説明

リチウムイオン伝導性酸化物の単結晶及びその製造方法、並びにそれを部材として使用した電気化学デバイス

【課題】高速なリチウムイオン伝導性を有し、平均構造として立方晶系に属したガーネット関連型リチウムイオン伝導性酸化物の単結晶及びその製造方法、並びにそれを部材として使用した電気化学デバイスを提供する。
【解決手段】ガーネット型リチウムランタンジルコニウム酸化物多結晶体を原料として用い、1100℃〜1300℃の温度で部分溶融させ結晶化させる高温での部分溶融法、前記原料を1301℃〜1500℃の温度で溶融させ冷却によって結晶化させる融液成長法、あるいは、リチウム、ランタン、ジルコニウムの各原料化合物の混合物を出発原料とし、リチウム塩をフラックスとして、600℃〜1300℃の温度において結晶化させるフラックス法を適用することにより、縦、横、奥行きのうちの少なくとも1辺の長さが10マイクロメートル以上、1ミリメートル以下である立方晶ガーネット関連型リチウムランタンジルコニウム酸化物の単結晶を得る。

【発明の詳細な説明】
【技術分野】
【0001】
本発明は、リチウムイオン伝導性酸化物の単結晶及びその製造方法、並びにそれを部材として使用した電気化学デバイスに関する。
【背景技術】
【0002】
現在我が国においては、携帯電話、ノートパソコンなどの携帯型電子機器に搭載されている二次電池のほとんどは、リチウム二次電池である。また、リチウム二次電池は、今後はハイブリッドカー、電力負荷平準化システム用などの大形電池としても実用化されるものと予想されており、その重要性はますます高まっている。
【0003】
このリチウム二次電池は、いずれもリチウムを可逆的に吸蔵・放出することが可能な材料を含有する正極及び負極、非水系有機溶媒にリチウムイオン伝導体を溶解させた電解液、セパレータを主要構成要素とする。
____________
設定課題:
A – 対象テキストによれば、リチウム二次電池の重要性がますます高まっているのはなぜか。1〜3文で説明せよ。
B – 対象テキストの「ガーネット型リチウムランタンジルコニウム酸化物多結晶体を原料として用い」で始まる段落を、主要な事実を保ったまま箇条書きに書き換えよ。

資料抜粋:
____________
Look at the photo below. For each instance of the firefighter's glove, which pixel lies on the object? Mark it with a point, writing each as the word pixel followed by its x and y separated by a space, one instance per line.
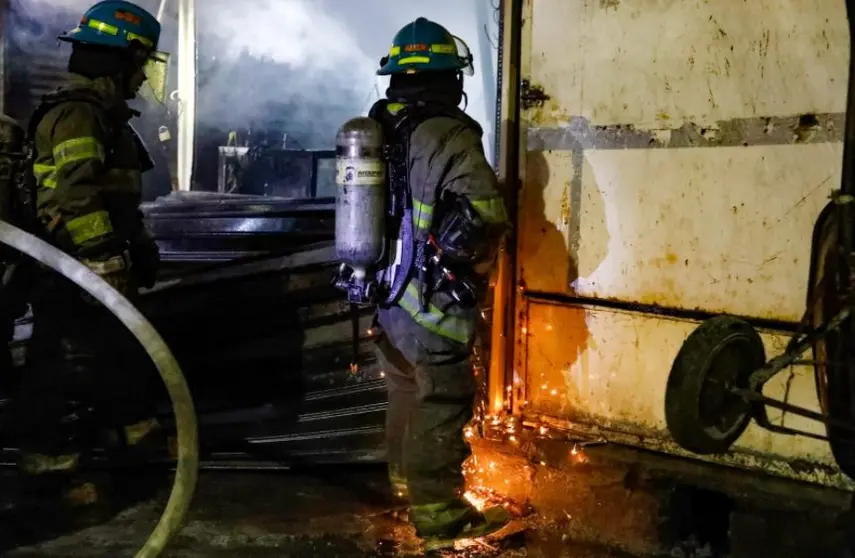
pixel 146 262
pixel 115 270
____________
課題別解答:
A – 現在我が国では、携帯電話やノートパソコンなどの携帯型電子機器に搭載されている二次電池のほとんどがリチウム二次電池である。さらに今後は、ハイブリッドカーや電力負荷平準化システム用などの大形電池としても実用化されると予想されている。

B –
次のいずれかの方法で単結晶を得る。
- 高温での部分溶融法：ガーネット型リチウムランタンジルコニウム酸化物多結晶体を原料とし、1100℃〜1300℃で部分溶融させて結晶化させる。
- 融液成長法：同じ原料を1301℃〜1500℃で溶融させ、冷却によって結晶化させる。
- フラックス法：リチウム、ランタン、ジルコニウムの各原料化合物の混合物を出発原料とし、リチウム塩をフラックスとして600℃〜1300℃で結晶化させる。

得られるのは、縦、横、奥行きのうち少なくとも1辺の長さが10マイクロメートル以上1ミリメートル以下の、立方晶ガーネット関連型リチウムランタンジルコニウム酸化物の単結晶である。